(WHAT YOU HAVE TO DO) Rewrite the records from the line containing "In this exercise you will locate the man in red" through the line containing "point(526, 249)", both ends included and the requests kept. Shift every coordinate in the answers by adding 82 to it.

(PROVIDED RECORDS)
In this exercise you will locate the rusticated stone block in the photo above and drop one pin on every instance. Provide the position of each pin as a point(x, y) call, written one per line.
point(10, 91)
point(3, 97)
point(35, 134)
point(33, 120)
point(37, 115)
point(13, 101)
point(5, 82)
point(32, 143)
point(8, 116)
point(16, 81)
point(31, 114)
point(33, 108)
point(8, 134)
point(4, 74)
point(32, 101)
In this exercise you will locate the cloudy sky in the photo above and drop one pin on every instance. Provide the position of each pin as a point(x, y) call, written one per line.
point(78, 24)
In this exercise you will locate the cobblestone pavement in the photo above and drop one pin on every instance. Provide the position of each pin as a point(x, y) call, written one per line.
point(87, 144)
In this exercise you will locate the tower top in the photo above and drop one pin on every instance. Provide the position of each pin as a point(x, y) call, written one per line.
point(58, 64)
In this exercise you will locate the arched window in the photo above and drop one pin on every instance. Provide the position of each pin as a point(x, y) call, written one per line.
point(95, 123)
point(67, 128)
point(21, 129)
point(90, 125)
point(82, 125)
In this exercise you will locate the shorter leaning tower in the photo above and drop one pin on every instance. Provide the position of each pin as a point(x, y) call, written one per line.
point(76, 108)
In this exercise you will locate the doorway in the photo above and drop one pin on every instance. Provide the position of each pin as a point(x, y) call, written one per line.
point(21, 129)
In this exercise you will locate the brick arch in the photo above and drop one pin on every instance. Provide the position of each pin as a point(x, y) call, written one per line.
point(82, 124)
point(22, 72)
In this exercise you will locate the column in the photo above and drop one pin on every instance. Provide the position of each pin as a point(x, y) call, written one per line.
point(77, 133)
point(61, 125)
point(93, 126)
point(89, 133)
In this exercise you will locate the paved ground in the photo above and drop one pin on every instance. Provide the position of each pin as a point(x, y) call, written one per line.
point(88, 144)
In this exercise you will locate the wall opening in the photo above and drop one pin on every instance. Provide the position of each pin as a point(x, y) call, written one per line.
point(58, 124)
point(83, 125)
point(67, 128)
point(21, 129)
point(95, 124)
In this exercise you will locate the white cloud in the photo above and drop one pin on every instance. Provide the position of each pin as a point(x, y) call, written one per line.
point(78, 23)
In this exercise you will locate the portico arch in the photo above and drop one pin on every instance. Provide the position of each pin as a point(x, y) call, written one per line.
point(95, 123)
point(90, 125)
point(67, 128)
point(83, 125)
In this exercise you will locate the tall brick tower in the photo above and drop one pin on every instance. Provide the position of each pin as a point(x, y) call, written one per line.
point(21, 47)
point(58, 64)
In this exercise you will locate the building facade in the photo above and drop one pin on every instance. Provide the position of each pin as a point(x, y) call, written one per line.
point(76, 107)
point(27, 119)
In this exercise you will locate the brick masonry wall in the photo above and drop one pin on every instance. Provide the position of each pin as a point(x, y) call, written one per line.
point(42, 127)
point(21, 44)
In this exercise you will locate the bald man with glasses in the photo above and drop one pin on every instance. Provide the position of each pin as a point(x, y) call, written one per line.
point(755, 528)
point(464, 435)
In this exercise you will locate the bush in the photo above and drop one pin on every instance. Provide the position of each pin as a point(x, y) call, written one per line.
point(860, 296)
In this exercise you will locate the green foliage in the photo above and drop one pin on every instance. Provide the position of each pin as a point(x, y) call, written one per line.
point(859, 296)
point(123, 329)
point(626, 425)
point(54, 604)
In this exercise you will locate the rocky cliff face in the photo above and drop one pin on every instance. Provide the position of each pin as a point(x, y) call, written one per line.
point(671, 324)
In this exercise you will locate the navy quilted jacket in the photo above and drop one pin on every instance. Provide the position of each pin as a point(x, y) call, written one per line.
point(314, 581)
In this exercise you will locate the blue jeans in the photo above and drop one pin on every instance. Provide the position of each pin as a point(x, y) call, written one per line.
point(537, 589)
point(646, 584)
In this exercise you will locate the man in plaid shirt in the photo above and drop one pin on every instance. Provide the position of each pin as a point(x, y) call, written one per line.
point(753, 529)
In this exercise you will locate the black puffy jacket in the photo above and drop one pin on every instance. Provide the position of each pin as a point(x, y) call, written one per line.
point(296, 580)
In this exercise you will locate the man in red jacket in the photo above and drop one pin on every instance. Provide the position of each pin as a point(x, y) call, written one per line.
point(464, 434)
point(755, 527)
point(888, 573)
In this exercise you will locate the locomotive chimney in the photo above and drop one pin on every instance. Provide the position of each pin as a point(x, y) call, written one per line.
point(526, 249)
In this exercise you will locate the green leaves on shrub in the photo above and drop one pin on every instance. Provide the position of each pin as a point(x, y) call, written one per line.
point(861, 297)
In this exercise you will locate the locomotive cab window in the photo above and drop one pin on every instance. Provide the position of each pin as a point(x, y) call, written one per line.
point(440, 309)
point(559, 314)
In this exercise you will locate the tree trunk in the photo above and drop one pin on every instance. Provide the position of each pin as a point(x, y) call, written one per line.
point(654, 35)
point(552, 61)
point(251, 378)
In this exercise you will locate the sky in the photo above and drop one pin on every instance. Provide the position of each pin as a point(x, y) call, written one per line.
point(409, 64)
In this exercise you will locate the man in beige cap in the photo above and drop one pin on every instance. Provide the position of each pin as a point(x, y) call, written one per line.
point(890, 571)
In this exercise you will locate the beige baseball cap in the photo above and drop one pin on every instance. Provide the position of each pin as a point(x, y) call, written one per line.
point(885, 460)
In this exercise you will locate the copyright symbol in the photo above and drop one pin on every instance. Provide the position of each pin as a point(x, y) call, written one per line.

(EXERCISE ANSWER)
In this exercise you will locate the man in red jacket in the photo above and drop one pin on every instance. Provide the position of each pin as a point(x, y) call, written one per line.
point(546, 516)
point(837, 609)
point(970, 655)
In this exercise you will locate the locomotive chimney in the photo above and drop one pin on every instance. Provide the position of each pin as a point(x, y) call, written one per line.
point(608, 331)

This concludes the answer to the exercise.